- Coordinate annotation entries
──────────
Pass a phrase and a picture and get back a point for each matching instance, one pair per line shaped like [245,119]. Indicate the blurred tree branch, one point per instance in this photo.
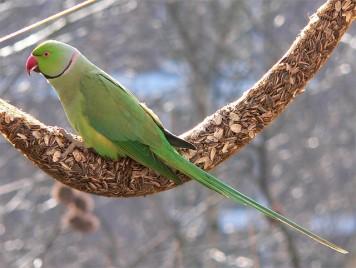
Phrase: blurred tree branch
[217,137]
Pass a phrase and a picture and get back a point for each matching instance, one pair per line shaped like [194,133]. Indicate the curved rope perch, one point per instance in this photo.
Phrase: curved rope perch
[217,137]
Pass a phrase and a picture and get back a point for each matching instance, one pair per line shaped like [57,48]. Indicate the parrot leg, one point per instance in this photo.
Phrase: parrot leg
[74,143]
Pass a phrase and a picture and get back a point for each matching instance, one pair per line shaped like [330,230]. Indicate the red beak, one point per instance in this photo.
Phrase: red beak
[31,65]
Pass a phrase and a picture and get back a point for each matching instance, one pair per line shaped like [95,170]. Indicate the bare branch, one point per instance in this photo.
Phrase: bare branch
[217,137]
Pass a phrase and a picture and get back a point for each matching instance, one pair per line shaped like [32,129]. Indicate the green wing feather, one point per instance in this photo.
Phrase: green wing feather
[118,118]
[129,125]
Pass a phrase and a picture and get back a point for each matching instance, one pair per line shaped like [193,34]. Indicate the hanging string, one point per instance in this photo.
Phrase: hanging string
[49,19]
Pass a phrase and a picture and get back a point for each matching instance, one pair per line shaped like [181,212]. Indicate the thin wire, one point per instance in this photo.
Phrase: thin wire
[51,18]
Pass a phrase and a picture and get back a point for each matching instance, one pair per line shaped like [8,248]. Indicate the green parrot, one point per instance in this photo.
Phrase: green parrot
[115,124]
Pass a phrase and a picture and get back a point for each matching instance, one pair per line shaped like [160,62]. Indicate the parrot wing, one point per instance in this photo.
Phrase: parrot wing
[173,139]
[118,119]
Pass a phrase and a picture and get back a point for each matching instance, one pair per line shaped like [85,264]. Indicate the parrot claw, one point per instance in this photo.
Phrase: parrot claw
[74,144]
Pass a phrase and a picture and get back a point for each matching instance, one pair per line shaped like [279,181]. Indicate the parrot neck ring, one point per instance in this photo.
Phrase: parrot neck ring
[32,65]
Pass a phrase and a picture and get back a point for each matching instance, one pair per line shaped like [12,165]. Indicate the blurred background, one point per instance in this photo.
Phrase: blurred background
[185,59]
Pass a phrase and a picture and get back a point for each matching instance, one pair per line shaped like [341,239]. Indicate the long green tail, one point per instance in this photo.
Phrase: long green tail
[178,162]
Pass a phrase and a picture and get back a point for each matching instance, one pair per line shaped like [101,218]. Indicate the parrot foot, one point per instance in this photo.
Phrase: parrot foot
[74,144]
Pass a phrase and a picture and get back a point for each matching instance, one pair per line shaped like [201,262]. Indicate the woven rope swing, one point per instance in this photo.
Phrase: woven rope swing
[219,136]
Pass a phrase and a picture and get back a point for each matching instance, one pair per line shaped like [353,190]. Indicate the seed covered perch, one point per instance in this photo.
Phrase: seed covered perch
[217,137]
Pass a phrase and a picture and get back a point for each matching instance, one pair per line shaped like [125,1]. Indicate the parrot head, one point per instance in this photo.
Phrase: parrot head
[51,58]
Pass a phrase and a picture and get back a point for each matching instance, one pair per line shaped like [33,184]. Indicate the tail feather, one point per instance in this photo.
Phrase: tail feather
──────────
- SET TASK
Copy out, word for word, the lines of the rows from the one containing "head, one point per instance in this photo." through the end of the rows, with both ends included.

- WRITTEN SOLUTION
Pass a phrase and a picture and get back a point for each matching instance, one pair per line shaped like [125,1]. Indicate the parrot head, one point per instance in this photo.
Phrase: parrot head
[51,58]
Pass a phrase and a picture and get back a point for each matching instance, one pair per line shaped like [33,184]. Indicate the tail feather, one point per instance in this photo.
Phrase: tail feather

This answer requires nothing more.